Start of Source records
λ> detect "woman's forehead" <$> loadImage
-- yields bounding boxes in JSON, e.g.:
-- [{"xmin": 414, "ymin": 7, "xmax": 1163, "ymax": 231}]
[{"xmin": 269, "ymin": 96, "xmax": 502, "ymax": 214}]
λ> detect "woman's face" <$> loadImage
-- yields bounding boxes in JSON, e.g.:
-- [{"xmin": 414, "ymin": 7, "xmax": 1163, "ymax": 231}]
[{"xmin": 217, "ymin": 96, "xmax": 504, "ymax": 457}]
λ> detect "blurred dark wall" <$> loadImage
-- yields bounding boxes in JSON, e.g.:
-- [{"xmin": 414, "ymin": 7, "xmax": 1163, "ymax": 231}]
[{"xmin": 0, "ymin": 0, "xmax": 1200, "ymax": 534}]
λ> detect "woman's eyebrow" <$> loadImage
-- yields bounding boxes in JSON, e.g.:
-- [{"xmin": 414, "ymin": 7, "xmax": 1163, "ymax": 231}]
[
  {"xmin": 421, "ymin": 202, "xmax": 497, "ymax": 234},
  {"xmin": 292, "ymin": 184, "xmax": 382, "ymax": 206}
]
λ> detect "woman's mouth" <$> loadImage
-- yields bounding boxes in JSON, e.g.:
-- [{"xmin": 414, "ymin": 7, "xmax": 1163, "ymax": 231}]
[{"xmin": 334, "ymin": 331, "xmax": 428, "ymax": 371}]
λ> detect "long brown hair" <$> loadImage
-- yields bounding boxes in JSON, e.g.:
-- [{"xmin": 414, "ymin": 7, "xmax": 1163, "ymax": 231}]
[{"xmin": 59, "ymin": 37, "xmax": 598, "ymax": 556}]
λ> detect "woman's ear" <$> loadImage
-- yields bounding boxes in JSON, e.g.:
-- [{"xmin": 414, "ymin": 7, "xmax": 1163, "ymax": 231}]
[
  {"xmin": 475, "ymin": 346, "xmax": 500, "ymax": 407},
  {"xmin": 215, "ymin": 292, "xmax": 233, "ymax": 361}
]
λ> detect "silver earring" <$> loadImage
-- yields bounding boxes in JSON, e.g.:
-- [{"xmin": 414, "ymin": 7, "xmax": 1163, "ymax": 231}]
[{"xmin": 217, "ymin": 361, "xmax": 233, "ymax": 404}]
End of Source records
(What you should do) Could you write out every line of the material above again, requests included, raising each bounding-box coordinate in the answers by 22 and leaving the requests and their sample output lines unchanged?

(Solved exercise)
λ> detect "woman's forehead" <$> loadImage
-- yields bounding boxes in JSON, e.g.:
-- [{"xmin": 414, "ymin": 7, "xmax": 1163, "ymax": 231}]
[{"xmin": 291, "ymin": 118, "xmax": 524, "ymax": 236}]
λ> detect "woman's face" <$> loadImage
-- yields bounding boxes in JSON, e.g.:
-- [{"xmin": 414, "ymin": 7, "xmax": 1163, "ymax": 231}]
[{"xmin": 239, "ymin": 118, "xmax": 526, "ymax": 479}]
λ> detect "blurred dark wall" <$> loadImage
-- yields bounding boxes in JSON, e.g.:
-- [{"xmin": 414, "ymin": 7, "xmax": 1163, "ymax": 231}]
[{"xmin": 22, "ymin": 22, "xmax": 1222, "ymax": 556}]
λ> detect "woman's eyebrow" <$> loadImage
-- yields bounding boxes in JSON, e.g.:
-- [{"xmin": 414, "ymin": 7, "xmax": 1163, "ymax": 231}]
[
  {"xmin": 443, "ymin": 224, "xmax": 519, "ymax": 256},
  {"xmin": 314, "ymin": 206, "xmax": 404, "ymax": 228}
]
λ> detect "woman's mouth" <$> loadImage
-- yields bounding boxes in JSON, e.g.:
-- [{"xmin": 414, "ymin": 7, "xmax": 1163, "ymax": 231}]
[{"xmin": 356, "ymin": 353, "xmax": 450, "ymax": 393}]
λ> detect "long brown hair" <$> loadImage
-- yields bounding boxes in JSON, e.g.:
-- [{"xmin": 414, "ymin": 7, "xmax": 1163, "ymax": 231}]
[{"xmin": 81, "ymin": 59, "xmax": 620, "ymax": 578}]
λ> detect "woman's ear" <$> loadImage
-- yields bounding boxes in JSON, e.g.:
-- [{"xmin": 414, "ymin": 7, "xmax": 1163, "ymax": 231}]
[
  {"xmin": 497, "ymin": 368, "xmax": 522, "ymax": 429},
  {"xmin": 237, "ymin": 314, "xmax": 255, "ymax": 383}
]
λ> detect "silver earring" <$> loadImage
-- yields bounding boxes in JSON, e.g.:
-- [{"xmin": 414, "ymin": 7, "xmax": 1163, "ymax": 231}]
[{"xmin": 239, "ymin": 383, "xmax": 255, "ymax": 426}]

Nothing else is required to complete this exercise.